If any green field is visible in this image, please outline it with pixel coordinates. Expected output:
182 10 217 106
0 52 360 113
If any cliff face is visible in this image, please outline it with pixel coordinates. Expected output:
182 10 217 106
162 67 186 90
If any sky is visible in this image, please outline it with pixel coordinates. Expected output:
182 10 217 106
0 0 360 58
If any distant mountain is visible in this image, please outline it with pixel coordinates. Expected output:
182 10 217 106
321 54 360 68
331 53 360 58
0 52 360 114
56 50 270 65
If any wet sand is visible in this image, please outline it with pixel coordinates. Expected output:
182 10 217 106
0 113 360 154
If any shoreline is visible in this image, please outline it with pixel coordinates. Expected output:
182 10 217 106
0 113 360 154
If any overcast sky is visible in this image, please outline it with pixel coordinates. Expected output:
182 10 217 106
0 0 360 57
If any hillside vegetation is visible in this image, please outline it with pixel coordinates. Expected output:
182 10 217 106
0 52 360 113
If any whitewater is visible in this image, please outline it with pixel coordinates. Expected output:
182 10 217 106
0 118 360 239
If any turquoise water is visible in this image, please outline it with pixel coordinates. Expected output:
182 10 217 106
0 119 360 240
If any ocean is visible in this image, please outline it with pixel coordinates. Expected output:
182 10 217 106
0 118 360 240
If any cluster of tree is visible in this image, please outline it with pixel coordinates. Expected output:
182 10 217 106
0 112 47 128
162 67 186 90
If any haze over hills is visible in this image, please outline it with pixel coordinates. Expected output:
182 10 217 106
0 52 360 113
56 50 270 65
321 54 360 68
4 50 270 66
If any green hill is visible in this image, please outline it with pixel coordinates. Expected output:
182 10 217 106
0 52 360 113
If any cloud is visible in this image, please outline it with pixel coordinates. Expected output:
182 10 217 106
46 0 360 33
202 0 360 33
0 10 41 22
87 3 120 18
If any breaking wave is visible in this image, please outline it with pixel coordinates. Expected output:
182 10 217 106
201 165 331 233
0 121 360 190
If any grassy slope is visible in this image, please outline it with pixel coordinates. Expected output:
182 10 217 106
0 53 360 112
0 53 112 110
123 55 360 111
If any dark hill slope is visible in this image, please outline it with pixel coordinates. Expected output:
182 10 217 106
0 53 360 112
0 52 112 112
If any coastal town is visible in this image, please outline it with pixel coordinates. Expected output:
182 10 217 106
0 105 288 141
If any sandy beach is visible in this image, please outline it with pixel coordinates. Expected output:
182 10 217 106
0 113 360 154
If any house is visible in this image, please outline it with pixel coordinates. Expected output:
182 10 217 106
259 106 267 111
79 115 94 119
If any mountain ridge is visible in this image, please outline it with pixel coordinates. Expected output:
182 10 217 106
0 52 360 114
+ + + + + + +
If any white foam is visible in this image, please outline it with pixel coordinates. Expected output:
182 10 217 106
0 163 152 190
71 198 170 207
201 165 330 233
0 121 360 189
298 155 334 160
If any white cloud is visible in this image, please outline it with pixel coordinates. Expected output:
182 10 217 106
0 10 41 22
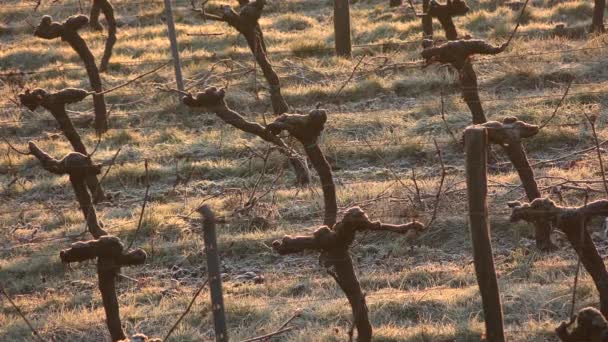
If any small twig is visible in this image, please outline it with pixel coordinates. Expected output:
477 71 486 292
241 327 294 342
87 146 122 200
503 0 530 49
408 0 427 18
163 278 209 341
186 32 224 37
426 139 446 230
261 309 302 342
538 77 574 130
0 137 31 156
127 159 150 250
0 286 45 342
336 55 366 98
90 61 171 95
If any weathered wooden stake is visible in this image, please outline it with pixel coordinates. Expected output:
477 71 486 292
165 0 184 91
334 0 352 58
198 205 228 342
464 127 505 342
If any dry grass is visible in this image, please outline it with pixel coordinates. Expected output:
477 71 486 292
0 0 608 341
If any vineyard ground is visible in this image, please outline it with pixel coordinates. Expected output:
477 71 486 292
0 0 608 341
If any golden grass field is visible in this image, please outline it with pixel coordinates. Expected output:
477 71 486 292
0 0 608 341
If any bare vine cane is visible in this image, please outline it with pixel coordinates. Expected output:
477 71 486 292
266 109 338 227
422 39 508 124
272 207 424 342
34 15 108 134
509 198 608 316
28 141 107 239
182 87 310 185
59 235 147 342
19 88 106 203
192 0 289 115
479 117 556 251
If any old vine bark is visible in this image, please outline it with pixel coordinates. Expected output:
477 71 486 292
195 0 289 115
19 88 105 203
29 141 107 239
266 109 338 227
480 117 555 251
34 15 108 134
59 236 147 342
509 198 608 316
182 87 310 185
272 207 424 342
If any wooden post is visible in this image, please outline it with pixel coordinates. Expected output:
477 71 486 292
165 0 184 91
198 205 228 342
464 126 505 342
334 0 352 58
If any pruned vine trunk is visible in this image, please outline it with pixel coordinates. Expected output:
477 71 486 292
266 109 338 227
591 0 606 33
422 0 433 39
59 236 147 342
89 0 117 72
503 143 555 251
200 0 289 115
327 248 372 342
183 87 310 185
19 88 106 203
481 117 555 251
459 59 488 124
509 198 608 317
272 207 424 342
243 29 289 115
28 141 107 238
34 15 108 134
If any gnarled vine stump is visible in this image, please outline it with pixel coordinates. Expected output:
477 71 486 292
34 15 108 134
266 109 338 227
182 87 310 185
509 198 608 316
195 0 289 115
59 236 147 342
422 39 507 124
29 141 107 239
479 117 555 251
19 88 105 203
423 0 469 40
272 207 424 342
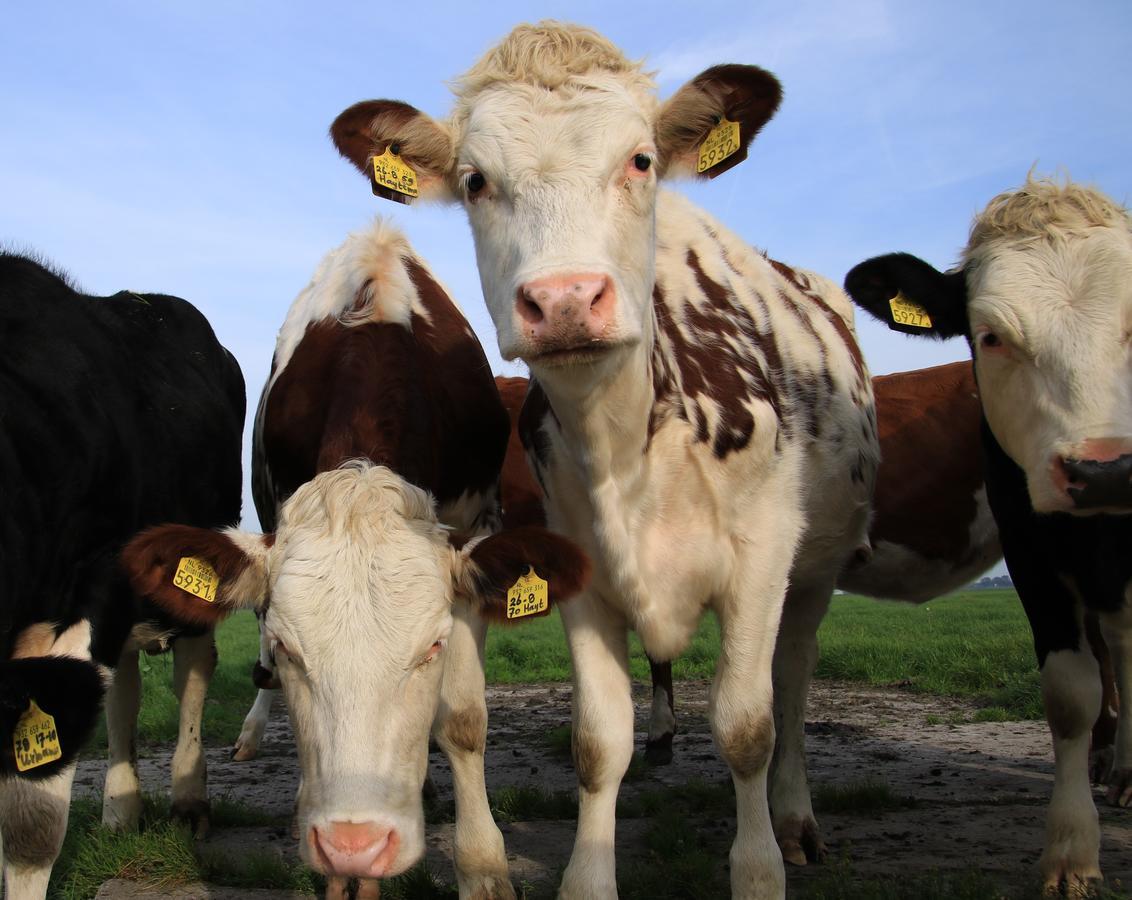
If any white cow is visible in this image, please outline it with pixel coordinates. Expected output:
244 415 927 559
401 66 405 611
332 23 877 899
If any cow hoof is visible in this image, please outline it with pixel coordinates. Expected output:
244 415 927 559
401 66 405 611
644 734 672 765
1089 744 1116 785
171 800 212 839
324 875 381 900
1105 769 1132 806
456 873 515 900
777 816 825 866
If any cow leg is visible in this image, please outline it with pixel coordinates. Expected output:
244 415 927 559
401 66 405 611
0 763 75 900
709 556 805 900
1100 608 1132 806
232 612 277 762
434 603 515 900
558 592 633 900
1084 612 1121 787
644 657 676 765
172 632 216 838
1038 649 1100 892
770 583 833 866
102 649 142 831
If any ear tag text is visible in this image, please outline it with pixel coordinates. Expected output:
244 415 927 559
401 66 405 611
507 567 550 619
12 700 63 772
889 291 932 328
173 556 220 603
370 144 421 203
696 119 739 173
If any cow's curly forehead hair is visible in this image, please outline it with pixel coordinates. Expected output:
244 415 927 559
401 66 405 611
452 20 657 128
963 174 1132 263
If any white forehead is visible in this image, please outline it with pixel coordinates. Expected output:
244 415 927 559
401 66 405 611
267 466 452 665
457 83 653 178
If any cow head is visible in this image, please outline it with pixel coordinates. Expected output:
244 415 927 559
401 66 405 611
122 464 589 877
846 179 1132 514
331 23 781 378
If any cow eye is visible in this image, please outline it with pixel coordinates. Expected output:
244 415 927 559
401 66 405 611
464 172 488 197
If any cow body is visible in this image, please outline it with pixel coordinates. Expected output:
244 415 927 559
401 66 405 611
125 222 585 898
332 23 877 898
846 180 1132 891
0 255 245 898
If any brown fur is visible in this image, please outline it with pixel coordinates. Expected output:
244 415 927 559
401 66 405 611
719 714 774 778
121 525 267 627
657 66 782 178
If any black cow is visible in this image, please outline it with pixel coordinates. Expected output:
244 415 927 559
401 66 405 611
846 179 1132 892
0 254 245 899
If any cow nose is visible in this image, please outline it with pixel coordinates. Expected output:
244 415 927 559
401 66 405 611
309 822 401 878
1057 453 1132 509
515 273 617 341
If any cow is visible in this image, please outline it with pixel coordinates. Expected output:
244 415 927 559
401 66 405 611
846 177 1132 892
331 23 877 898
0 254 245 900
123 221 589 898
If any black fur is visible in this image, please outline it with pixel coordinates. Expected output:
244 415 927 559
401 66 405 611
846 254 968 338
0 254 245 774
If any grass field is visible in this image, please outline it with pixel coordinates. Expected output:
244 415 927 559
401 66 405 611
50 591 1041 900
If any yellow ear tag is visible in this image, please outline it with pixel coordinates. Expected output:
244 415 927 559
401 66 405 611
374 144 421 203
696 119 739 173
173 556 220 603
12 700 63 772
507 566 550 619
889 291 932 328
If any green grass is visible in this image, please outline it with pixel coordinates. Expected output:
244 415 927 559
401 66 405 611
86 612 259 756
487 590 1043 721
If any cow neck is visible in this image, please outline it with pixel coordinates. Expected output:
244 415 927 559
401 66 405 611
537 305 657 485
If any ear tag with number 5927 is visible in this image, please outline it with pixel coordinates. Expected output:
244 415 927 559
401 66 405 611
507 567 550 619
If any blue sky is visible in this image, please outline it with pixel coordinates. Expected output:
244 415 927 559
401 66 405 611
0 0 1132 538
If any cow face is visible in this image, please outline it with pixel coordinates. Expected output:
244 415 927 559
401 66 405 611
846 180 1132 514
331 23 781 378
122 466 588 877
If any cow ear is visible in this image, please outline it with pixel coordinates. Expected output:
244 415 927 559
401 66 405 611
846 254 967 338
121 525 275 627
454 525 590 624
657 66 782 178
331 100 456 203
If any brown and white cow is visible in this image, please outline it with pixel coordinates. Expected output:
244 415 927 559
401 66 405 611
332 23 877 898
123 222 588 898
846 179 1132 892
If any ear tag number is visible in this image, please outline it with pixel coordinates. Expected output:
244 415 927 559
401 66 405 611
+ + + + + + +
Please convert the listing above into a JSON list of strings, one string per line with blank lines left out, starting with the line that contains "If any cow nose" and going on through the line that contains "537 305 657 485".

**Output for this task**
[
  "If any cow nose is visible in this image, please outline it with pixel coordinates. Expected output:",
  "244 415 927 559",
  "401 66 405 611",
  "309 822 401 878",
  "1057 453 1132 509",
  "515 273 617 341",
  "If any cow is visible in this image, please outline it with pixel coordinates. Expected output:",
  "244 415 927 559",
  "401 66 405 611",
  "846 177 1132 892",
  "331 23 877 898",
  "0 254 245 900",
  "123 221 589 898",
  "If any black fur is visible in this image, please outline it with pixel coordinates. Expected output:",
  "244 415 927 559",
  "401 66 405 611",
  "846 254 968 338",
  "0 254 245 774",
  "If any grass field is visible in this image, please outline it with pixel coordinates. Expected output:",
  "244 415 927 559",
  "401 66 405 611",
  "50 591 1041 900",
  "If any yellow ear tag is visible in this image, please outline it with pixel coordinates. Expected output:",
  "244 415 927 559",
  "401 66 405 611",
  "374 144 421 203",
  "696 119 739 173",
  "173 556 220 603",
  "12 700 63 772",
  "507 566 550 619",
  "889 291 932 328",
  "If any green grass is visible in this image, please outline it with pixel coordinates. Expected output:",
  "244 415 927 559",
  "401 66 405 611",
  "86 612 259 756",
  "487 590 1043 721",
  "If any cow neck is visible in this image, please outline it with pixel coordinates. Expected output:",
  "244 415 927 559",
  "401 66 405 611",
  "537 305 657 485"
]